| Try it |
Pick up the forum thread about the speaker and crossover build at the point it ends, and write what comes next.

| Study text |
*** Begin section ***

I am having built some passive crossovers made for these speakers. All the internal wiring will be 14 Gauge for the tweeter and 12 Gauge for the Midbass / Midrange. The wire is solid core copper. I did a listening comparison of this wire vs some stranded copper wire of the same gauge. I heard a cleaner top end on the solid core wire. It sounded good on both, but the solid core sounded better. I know over time I will upgrade the wiring to possible silver solid core. But right now, I am content with the my results. The main wire that goes from the speaker to the amp/receiver will be solid core as well. It will be 12 gauge at about 15 feet in length.

Right now I am in the hunt for a receiver. I would really like a 2.1 Receiver with HDMI inputs and outs, but that for some reason seems like it does not exist. So I am on a hunt. If there are any recommendations please let me know. 

In this system, I am configuring a Home Theater PC. The conclusion of that will come on the back in of this enclosure and receiver.

Let me know if you have any questions. This shall be a fun project.


----------



## Huckleberry Sound (Jan 17, 2009)

*** End section ***

| Source data |
*** Begin section ***

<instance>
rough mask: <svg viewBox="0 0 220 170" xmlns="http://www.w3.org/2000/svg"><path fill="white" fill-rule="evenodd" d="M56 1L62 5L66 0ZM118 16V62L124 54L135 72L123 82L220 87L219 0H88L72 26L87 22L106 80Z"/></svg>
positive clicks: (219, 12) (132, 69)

*** End section ***

| Response |
Today I am doing some wire research. I have purchased all the solid core wire. I did some more reading and found a place that offers some silver wire at a decent price. So I am going to speak to them soon. From all the reviews of silver wire, it turns out to give a better sound. That is the focus right now until I receiver the enclosures from my co-worker doing the wood work.


----------



## Huckleberry Sound (Jan 17, 2009)

Today is about speaker wire research. Right now I am going to possible run some internal silver wire. From all the reading and reviews it sounds like a nice way to go. I would rather invest it now then to come back and start all over again. So I am going to keep checking in to it. 

The wiring that will run from the receiver to the amp will be a solid core copper. 12 gauge will be the one.


----------



## Huckleberry Sound (Jan 17, 2009)

Right now the speakers are being built. I will be taking more material over to the builder.


----------



## Huckleberry Sound (Jan 17, 2009)

I have seen the first cuts on it way to building the enclosure. It is going to take some time. Due to the size and the internal reinforcement of the enclosure. This enclosure is built to be solid and secure. So that even if I so desired at a later point and time to upgrade to an 8" driver. With a chance of the port it could be possible If I so desired. 

I am going to enjoy this. Right now it is time to start to purchase some of the smaller parts for the enclosure. 

I shall keep ya posted!!!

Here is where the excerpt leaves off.